DATASET ENTRIES below:

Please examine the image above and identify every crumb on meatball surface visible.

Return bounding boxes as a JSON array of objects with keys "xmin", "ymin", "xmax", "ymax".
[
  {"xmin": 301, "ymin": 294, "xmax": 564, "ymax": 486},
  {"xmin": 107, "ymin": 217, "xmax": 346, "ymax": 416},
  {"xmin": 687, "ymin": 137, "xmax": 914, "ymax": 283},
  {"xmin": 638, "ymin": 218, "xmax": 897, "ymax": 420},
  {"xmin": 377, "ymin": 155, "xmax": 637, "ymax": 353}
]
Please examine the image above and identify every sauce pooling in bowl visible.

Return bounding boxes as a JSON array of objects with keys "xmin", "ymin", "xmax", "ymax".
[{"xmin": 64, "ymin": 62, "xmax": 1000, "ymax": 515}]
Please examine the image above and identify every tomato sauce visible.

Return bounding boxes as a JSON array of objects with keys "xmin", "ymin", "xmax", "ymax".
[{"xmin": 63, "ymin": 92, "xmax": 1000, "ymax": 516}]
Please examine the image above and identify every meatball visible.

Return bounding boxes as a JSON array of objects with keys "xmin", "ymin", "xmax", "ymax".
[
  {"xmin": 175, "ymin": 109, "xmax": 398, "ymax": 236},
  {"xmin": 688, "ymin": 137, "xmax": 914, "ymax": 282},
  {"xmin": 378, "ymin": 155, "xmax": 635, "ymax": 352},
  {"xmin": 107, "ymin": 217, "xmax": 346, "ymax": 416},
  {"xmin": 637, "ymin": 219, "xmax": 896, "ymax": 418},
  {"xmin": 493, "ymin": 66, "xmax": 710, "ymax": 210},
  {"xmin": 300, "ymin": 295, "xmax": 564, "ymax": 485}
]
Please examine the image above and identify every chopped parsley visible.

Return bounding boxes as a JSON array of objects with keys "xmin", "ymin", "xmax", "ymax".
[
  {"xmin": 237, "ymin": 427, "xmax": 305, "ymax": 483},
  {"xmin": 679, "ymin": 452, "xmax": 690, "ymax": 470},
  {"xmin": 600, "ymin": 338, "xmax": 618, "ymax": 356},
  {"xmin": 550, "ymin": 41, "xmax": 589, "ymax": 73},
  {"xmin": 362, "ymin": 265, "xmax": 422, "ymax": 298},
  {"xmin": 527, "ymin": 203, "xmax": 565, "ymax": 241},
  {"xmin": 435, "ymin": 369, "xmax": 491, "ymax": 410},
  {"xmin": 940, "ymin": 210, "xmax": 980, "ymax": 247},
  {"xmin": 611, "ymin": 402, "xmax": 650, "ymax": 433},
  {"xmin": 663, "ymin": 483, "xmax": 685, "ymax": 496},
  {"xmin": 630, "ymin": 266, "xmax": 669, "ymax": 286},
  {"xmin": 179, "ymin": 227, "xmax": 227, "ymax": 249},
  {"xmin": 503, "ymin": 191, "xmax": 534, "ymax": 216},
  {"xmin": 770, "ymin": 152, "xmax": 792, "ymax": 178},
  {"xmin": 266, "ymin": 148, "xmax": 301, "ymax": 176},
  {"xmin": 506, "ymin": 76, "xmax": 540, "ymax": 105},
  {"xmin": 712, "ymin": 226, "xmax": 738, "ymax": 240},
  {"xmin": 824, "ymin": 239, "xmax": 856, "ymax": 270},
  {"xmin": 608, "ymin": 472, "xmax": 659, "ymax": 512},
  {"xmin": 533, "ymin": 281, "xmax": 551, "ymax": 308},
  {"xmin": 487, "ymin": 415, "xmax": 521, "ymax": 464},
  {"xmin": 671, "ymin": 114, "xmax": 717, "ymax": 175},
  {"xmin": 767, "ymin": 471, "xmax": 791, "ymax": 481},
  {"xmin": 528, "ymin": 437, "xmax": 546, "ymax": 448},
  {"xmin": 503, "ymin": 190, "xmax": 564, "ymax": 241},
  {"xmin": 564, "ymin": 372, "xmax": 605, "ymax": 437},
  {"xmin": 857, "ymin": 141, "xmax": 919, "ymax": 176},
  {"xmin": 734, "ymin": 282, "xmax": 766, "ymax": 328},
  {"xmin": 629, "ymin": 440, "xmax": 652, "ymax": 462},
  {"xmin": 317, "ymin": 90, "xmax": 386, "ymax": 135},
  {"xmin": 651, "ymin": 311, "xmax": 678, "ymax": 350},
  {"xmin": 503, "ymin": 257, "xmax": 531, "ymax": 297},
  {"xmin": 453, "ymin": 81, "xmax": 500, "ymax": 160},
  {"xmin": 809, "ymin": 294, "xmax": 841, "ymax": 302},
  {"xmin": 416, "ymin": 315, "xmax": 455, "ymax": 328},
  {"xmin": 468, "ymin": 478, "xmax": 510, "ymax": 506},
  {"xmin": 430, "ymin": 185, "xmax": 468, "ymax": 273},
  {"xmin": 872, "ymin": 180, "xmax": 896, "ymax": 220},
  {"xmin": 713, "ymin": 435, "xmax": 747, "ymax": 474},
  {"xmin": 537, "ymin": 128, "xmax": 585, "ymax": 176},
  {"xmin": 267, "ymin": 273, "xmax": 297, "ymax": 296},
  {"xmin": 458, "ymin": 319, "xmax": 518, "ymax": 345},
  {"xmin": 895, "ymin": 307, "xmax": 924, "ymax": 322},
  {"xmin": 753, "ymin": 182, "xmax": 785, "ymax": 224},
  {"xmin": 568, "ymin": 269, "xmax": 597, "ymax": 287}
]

End of DATASET ENTRIES.

* [INSTRUCTIONS FOR THE TASK] Copy every line from the data that includes the string "visible".

* [EXERCISE ANSWER]
Please examine the image above and identify every crumb on meatball surface visible.
Please examine the image above and identify every sauce pooling in bowl visible.
Please examine the image above and identify every tomato sauce visible.
Please examine the image above and identify every meatball visible.
Please examine the image above and identify every chopped parsley visible.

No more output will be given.